= WHAT YOU NEED TO DO =
What you produce should match the records below precisely, except that images are removed.

==*==

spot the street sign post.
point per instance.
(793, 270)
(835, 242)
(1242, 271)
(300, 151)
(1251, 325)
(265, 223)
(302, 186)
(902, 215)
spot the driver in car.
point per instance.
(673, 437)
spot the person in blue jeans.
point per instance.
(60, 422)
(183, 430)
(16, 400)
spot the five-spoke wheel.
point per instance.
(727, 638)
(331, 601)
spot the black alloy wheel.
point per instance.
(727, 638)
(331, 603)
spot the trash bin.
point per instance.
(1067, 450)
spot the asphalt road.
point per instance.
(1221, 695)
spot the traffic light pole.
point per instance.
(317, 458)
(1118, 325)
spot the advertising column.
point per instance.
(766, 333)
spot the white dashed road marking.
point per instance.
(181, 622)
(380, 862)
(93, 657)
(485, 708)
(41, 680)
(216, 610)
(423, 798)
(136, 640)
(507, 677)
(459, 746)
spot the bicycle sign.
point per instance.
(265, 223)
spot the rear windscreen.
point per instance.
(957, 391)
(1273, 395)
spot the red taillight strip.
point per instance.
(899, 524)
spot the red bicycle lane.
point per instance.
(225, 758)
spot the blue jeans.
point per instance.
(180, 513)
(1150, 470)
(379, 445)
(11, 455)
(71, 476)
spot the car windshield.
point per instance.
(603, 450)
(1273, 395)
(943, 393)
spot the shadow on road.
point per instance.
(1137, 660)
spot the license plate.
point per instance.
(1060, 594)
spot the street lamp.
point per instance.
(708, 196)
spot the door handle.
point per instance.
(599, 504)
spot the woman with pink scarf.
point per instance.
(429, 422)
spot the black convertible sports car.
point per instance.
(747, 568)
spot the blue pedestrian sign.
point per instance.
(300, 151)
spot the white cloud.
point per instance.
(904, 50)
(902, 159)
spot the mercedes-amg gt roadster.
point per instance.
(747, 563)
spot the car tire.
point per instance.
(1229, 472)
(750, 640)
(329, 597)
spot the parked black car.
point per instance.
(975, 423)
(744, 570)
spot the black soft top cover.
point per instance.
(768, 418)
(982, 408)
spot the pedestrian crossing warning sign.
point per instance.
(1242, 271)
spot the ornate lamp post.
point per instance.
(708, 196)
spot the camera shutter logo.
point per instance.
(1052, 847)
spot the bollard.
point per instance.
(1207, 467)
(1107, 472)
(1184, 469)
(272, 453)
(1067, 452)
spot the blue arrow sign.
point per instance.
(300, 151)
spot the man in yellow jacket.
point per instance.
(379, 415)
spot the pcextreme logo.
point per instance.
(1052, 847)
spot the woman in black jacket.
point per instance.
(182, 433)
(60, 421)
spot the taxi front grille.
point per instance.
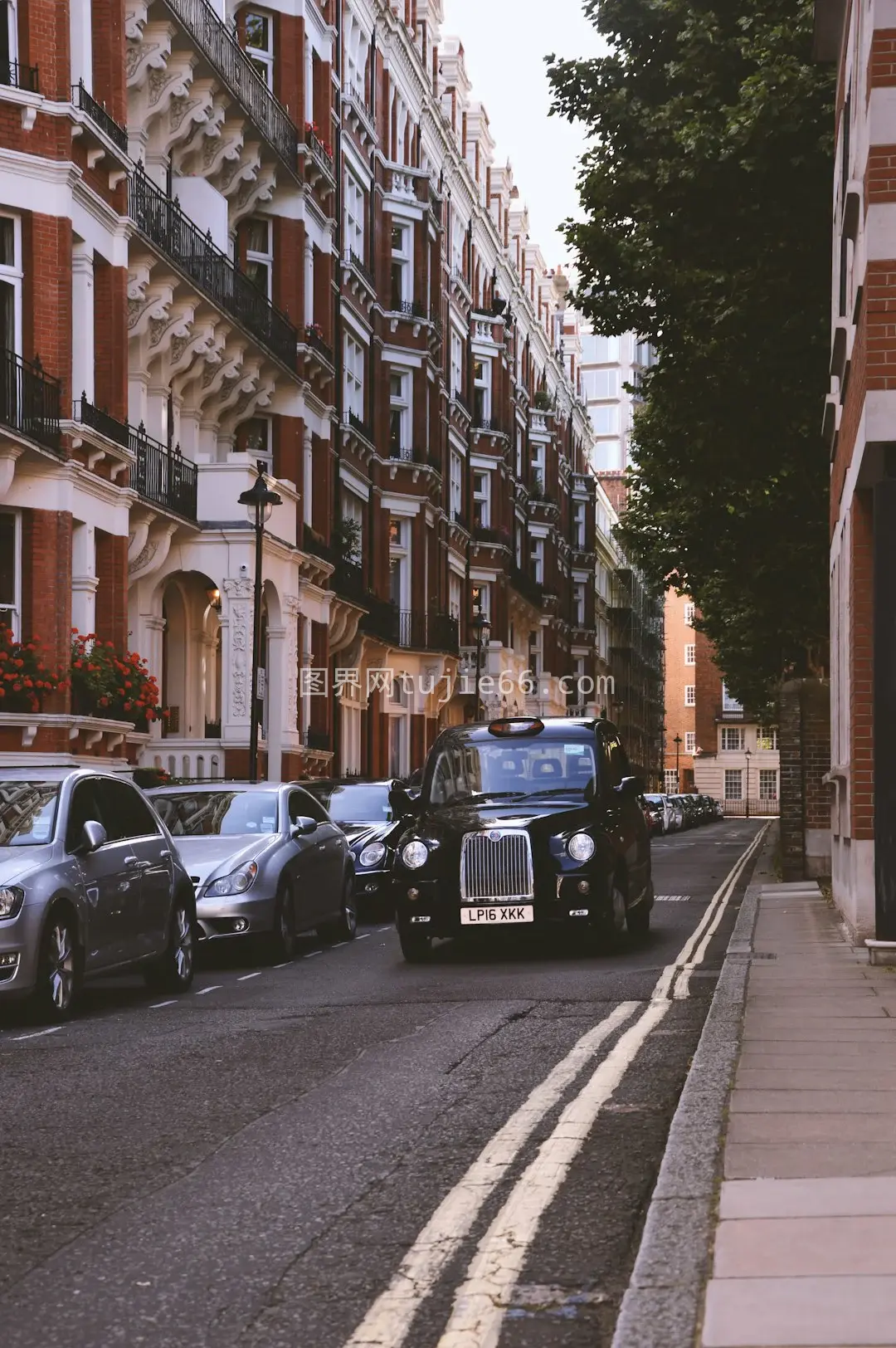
(496, 866)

==*==

= OUTPUT BELOW =
spot the street sign post.
point per instance.
(793, 270)
(835, 242)
(1242, 271)
(300, 151)
(1251, 325)
(265, 223)
(302, 186)
(902, 215)
spot the driver in car.
point per instance.
(673, 437)
spot the person in blue jeans.
point per instance.
(60, 422)
(183, 430)
(16, 400)
spot the five-spoke wheel.
point per instance.
(727, 638)
(331, 601)
spot the black alloy wheel.
point per instance.
(727, 638)
(331, 603)
spot the trash bin.
point per instance.
(1067, 450)
spot the asphalt road.
point per instance.
(1221, 695)
spot the traffic light pole.
point per instance.
(317, 458)
(1118, 325)
spot the advertising column.
point per instance.
(766, 333)
spot the white dashed road marking.
point per instance.
(181, 622)
(380, 862)
(93, 657)
(485, 708)
(41, 680)
(216, 610)
(423, 798)
(136, 640)
(507, 677)
(459, 746)
spot the bicycle sign.
point per instance.
(265, 223)
spot the rear windscreen.
point per instance.
(957, 391)
(1273, 395)
spot the red taillight strip.
point per instance.
(899, 524)
spot the red bicycle lane.
point per instance.
(225, 758)
spot the blue jeans.
point per instance.
(180, 513)
(1150, 470)
(379, 445)
(11, 455)
(71, 476)
spot the car windshield.
point per instance.
(603, 450)
(1273, 395)
(943, 393)
spot the shadow on road.
point per instance.
(1137, 660)
spot the license plate.
point per instance.
(1060, 594)
spot the street lamp.
point per instance.
(708, 196)
spot the door handle.
point per instance.
(599, 504)
spot the woman with pink scarf.
point per instance.
(429, 422)
spot the black convertible sports car.
point per instance.
(747, 568)
spot the blue pedestrian sign.
point per instance.
(300, 151)
spot the white cloud.
point per instance.
(904, 50)
(902, 159)
spot the mercedes-amg gt roadster.
point per instance.
(747, 563)
spot the car tire.
point per instance.
(1229, 472)
(750, 640)
(329, 597)
spot the parked black car.
point per instance.
(975, 423)
(744, 570)
spot the black soft top cover.
point per instance.
(768, 418)
(982, 408)
spot the pedestrian crossing warning sign.
point per instance.
(1242, 271)
spot the ornate lamp post.
point per instance.
(708, 196)
spot the camera shutter logo.
point per instance.
(1052, 847)
spot the bollard.
point per instance.
(1207, 467)
(1107, 472)
(1184, 469)
(272, 453)
(1067, 452)
spot the blue arrow sign.
point per instance.
(300, 151)
spot the man in yellow jacket.
point per instance.
(379, 415)
spot the pcextreme logo.
point per instance.
(1052, 847)
spot the woman in black jacket.
point per instance.
(182, 433)
(60, 421)
spot the taxi front grille.
point per instance.
(496, 866)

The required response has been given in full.